ENTRIES PROVIDED:
[Start of section]

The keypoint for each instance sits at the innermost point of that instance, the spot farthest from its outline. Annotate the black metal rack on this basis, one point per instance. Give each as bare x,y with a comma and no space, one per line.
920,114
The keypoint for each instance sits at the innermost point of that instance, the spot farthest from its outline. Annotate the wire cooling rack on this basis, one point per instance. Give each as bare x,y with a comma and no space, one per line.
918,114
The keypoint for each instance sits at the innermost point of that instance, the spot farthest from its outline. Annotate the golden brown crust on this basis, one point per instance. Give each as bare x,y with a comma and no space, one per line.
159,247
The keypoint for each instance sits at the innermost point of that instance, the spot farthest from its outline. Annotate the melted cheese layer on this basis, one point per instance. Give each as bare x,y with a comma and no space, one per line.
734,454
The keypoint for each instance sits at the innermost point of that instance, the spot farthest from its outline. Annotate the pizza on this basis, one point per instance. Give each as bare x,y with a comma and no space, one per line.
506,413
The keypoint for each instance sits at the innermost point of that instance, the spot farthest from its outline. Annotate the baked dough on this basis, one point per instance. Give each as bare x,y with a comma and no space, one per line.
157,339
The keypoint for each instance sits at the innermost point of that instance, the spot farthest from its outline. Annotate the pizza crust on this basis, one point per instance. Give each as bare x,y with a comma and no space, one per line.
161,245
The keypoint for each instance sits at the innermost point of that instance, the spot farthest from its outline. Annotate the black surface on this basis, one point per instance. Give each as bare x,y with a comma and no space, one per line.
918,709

[End of section]

BRIEF: Give back the full listing above verbatim.

TASK SOLUTION:
The keypoint for each instance sits at the innermost point of that instance, the spot farthest from its outline. Annotate the black metal rack on this basis, one point per instance. Give each as bare x,y with a comma and no space, one per line.
920,114
The keypoint for each instance sits at the innermost point of that instance, the spot farthest from its outline. Annotate the wire cooling rack on this basis, one point per instance. Give each as bare x,y with a comma and no space, one per line.
918,114
The keypoint for each instance sits at the innermost point of that instance, the spot farthest from its outline. Annotate the golden brown crust on this basis, one point per instance. Give each as bare x,y with a comma and no space, one per line.
159,247
The keypoint for each instance sits at the innermost point of that instance, the spot farthest from its outline. Annotate the melted cheese layer on this basis, one point per instance. Give each as bare x,y with a comma and no space, one per line.
734,454
The keypoint for each instance sits at the innermost point of that instance, the spot farthest from its outline. Annotate the pizza on this basis, one point per instance. Give each as bare x,y with a comma and no space, one per line.
506,413
The keypoint for each instance sits at the innermost point of that instance, the spot farthest from its outline. Annotate the baked dough on this basis, one point per instance. Give each as bare x,y with a comma and no space, one per line.
157,339
The keypoint for each instance sits at the innermost point of that instance, the spot farthest from its outline. Annotate the pizza crust on this basis, one point per instance. Give each as bare x,y with a comma and no space, one per line.
161,245
The keypoint for each instance sits at the innermost point of that instance, the spot farthest from its outline. Annotate the black surface on this basis, one point per instance. Give each as bare x,y with a comma and no space, one per line.
918,709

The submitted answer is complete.